(Consigne A)
D’après le passage fourni, combien de pages font les instantanés de Foule monstre ?
(Consigne B)
Recopiez mot pour mot le segment du passage fourni qui va de «Dans l’Art du» jusqu’à «fragments entre eux.».
(Consigne C)
Indiquez, s’il vous plaît, si chacun des énoncés suivants concorde avec le passage fourni, en répondant par oui ou par non et en citant exactement les mots décisifs. (i) Kundera a proposé sa définition du roman en 1986. (ii) Dans Foule monstre, les personnages sont désignés par leur nom de famille. (iii) Chaque instantané de Foule monstre tient en un paragraphe.

(Passage fourni)
_ _ _ _

Dans l’Art du roman, en 1986, Milan Kundera proposait sa définition de ce genre : «La grande forme de la prose où l’auteur, à travers des egos expérimentaux (personnages), examine jusqu’au bout quelques grands thèmes de l’existence» (p. 178).
Le projet de Foule monstre (2025), le plus récent livre de Simon Brousseau, rejoint en quelque sorte, mais à une autre échelle, celui de Kundera. Renouant avec la forme brève et fragmentaire de Synapses (2016), l’auteur dresse une série de portraits à partir de quelques règles : ces instantanés tiennent en un paragraphe; ils font une page ou deux; ils mettent en scène des personnages désignés par leur seul prénom. Des détails (un mot, une image, une marque de commerce, une profession, un animal, un lieu, un sport) lient des fragments entre eux.

_ _ _ _

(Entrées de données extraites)

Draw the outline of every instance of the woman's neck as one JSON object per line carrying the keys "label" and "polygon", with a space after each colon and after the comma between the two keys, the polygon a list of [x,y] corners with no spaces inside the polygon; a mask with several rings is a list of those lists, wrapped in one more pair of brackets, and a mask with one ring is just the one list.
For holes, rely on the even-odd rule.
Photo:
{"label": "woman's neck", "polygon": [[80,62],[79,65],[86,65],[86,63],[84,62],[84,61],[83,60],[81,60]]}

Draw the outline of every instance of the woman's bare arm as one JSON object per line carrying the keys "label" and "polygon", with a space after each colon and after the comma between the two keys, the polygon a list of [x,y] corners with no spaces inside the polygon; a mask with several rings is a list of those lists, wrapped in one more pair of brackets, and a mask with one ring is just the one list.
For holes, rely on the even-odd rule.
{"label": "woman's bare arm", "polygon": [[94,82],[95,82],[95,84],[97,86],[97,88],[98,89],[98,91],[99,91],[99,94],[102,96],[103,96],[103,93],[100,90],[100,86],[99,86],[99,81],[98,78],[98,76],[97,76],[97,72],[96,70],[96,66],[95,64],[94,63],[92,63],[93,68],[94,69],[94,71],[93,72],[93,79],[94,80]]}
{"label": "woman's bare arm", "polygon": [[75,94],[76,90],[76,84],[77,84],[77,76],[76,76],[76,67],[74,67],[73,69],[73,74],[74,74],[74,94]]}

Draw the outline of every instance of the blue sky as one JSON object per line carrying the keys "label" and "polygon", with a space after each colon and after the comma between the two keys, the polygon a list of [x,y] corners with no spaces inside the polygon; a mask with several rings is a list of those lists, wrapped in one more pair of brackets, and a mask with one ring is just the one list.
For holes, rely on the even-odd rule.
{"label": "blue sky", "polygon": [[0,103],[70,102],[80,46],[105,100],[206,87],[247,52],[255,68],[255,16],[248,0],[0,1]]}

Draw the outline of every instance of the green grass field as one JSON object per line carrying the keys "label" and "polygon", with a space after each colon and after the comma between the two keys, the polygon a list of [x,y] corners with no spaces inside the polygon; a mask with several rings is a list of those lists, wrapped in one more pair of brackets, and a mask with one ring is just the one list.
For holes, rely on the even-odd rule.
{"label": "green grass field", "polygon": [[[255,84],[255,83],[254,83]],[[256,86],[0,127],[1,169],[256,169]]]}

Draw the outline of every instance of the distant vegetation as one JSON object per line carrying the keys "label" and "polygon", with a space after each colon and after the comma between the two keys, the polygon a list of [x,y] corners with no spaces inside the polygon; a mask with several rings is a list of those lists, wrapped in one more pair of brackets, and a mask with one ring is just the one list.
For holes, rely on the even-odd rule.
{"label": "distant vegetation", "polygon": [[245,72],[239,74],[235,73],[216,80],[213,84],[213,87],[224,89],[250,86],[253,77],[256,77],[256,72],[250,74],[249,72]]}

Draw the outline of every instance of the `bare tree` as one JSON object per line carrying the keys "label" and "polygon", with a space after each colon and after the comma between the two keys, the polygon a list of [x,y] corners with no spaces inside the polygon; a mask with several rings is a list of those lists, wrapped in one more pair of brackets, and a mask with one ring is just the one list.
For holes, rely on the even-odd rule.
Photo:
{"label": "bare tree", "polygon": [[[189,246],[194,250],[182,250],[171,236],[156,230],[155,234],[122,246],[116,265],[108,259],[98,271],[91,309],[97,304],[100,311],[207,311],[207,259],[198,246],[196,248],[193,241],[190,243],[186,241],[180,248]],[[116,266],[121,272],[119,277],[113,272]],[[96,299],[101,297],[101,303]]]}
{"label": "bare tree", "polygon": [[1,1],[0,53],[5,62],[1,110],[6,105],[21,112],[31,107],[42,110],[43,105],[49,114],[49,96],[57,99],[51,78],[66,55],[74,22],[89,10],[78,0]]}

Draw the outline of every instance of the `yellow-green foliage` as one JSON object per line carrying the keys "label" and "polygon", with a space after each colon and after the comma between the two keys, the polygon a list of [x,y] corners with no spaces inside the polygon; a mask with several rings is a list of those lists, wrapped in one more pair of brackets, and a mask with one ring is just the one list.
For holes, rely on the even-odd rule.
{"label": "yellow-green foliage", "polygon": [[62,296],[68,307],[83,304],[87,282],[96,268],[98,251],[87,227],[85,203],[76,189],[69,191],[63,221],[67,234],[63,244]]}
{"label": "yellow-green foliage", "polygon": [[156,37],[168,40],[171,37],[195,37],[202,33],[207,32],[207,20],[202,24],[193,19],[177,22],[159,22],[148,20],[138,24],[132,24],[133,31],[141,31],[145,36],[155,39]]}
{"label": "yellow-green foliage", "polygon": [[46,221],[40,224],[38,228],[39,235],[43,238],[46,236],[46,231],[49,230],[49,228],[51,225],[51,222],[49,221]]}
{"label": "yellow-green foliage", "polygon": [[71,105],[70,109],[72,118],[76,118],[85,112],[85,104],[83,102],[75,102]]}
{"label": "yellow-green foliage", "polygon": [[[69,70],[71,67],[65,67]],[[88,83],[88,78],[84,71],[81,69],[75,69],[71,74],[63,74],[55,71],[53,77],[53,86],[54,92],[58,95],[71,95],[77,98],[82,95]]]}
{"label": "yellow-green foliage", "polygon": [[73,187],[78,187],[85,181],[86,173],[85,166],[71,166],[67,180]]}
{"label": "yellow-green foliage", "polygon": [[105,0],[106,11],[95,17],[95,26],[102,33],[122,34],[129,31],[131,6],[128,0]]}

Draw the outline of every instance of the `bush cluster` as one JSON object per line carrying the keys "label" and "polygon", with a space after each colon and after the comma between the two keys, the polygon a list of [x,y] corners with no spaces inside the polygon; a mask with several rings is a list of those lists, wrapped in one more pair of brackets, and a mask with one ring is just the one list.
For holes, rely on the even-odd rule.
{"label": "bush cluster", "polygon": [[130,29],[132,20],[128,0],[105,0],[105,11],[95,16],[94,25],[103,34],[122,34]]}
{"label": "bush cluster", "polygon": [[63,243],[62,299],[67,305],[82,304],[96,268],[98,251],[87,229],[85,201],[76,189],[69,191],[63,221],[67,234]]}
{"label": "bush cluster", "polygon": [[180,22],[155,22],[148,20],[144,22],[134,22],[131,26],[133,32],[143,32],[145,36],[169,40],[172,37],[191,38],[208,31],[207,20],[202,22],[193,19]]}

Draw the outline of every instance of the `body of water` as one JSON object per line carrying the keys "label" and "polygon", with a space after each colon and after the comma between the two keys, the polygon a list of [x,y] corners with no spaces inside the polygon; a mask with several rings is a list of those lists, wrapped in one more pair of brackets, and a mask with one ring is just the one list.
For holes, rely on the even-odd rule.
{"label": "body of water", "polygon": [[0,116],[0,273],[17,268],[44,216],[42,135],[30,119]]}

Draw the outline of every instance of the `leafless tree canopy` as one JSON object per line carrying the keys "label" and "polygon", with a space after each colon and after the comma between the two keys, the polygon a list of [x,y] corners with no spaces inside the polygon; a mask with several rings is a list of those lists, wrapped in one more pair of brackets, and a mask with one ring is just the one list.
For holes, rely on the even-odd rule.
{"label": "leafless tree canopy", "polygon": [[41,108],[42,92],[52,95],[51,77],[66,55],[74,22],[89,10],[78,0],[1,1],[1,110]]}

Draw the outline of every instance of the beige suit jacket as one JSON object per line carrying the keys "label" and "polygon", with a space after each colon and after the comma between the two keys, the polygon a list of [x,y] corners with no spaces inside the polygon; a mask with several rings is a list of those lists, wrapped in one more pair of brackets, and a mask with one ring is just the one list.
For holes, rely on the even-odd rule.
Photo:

_ _ _ _

(Réponse A)
Une page ou deux.

(Réponse B)
Dans l’Art du roman, en 1986, Milan Kundera proposait sa définition de ce genre : «La grande forme de la prose où l’auteur, à travers des egos expérimentaux (personnages), examine jusqu’au bout quelques grands thèmes de l’existence» (p. 178).
Le projet de Foule monstre (2025), le plus récent livre de Simon Brousseau, rejoint en quelque sorte, mais à une autre échelle, celui de Kundera. Renouant avec la forme brève et fragmentaire de Synapses (2016), l’auteur dresse une série de portraits à partir de quelques règles : ces instantanés tiennent en un paragraphe; ils font une page ou deux; ils mettent en scène des personnages désignés par leur seul prénom. Des détails (un mot, une image, une marque de commerce, une profession, un animal, un lieu, un sport) lient des fragments entre eux.

(Réponse C)
(i) Oui : «Dans l’Art du roman, en 1986, Milan Kundera proposait sa définition de ce genre»
(ii) Non : «ils mettent en scène des personnages désignés par leur seul prénom»
(iii) Oui : «ces instantanés tiennent en un paragraphe»